**WHAT YOU SHOULD DO**.
With the pictures left out, transcribe exactly the lines from the one with "the given image." through the end of the data.

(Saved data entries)
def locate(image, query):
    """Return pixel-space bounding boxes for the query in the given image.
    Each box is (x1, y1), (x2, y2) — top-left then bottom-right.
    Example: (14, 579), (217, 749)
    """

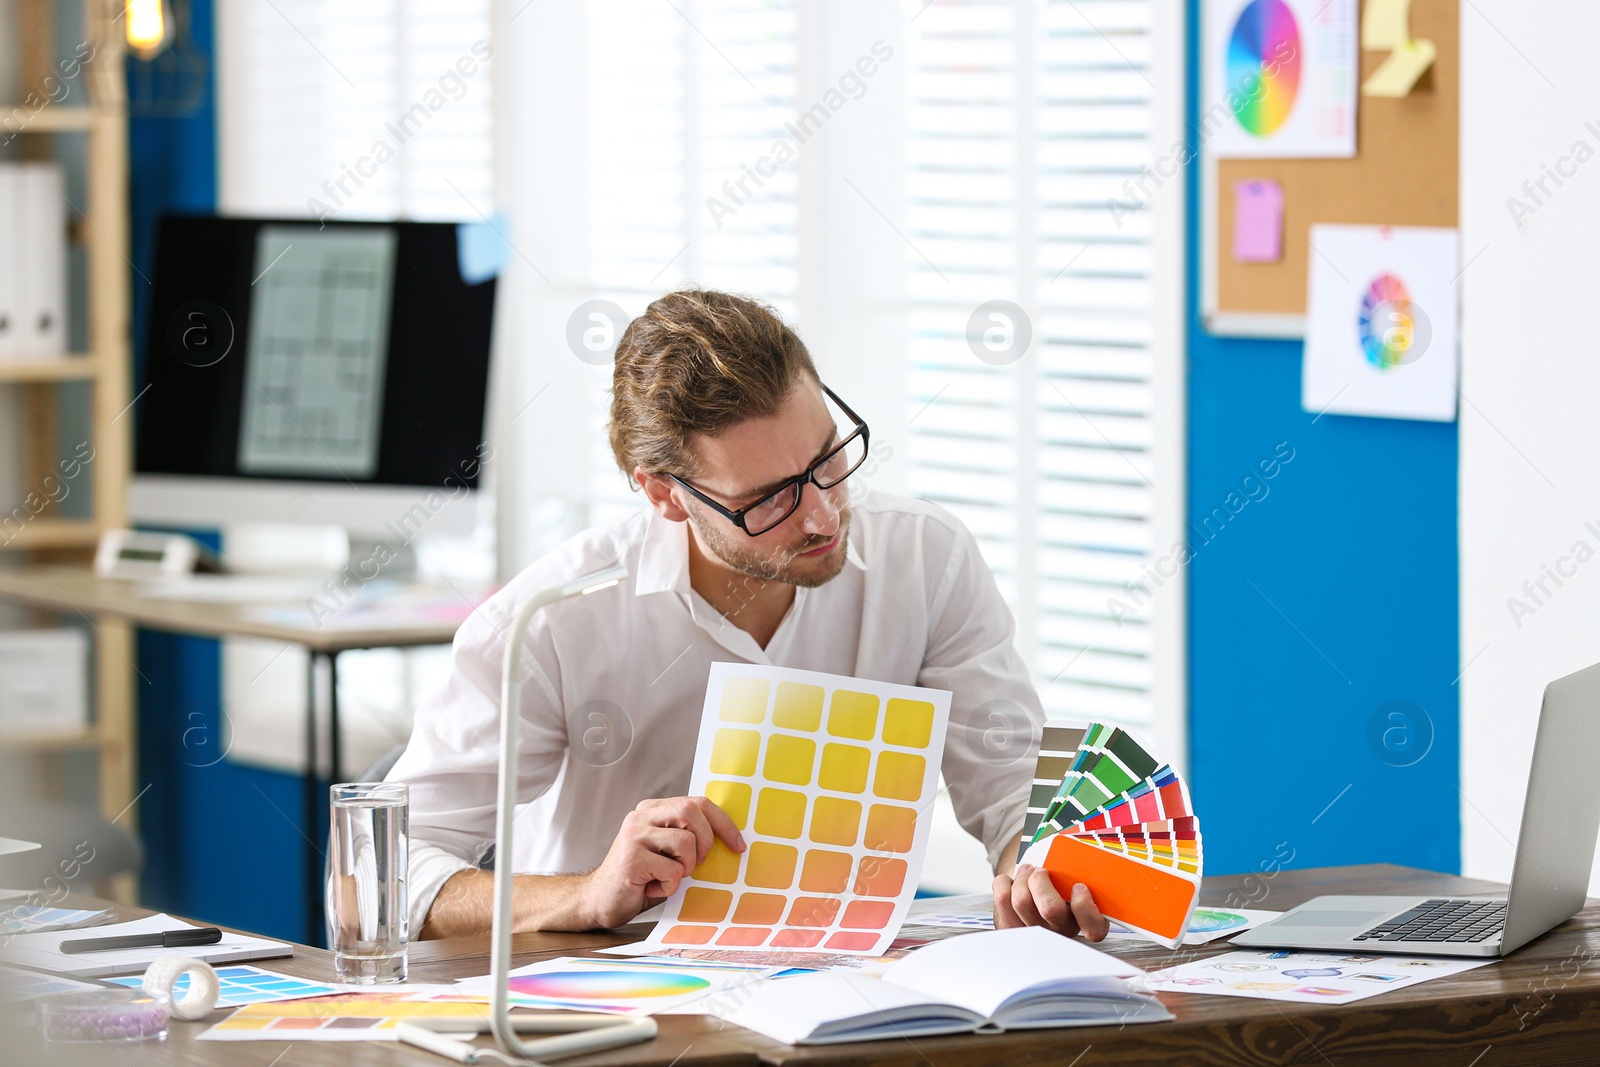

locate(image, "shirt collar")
(633, 503), (870, 597)
(634, 507), (690, 596)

**YOUR RESPONSE**.
    """Return pixel-space bounding boxes for the query in the given image.
    Each box is (x1, y1), (x2, y2) — top-left then bottom-right.
    Example: (14, 579), (217, 749)
    """


locate(image, "shirt collar")
(633, 503), (870, 597)
(634, 507), (690, 596)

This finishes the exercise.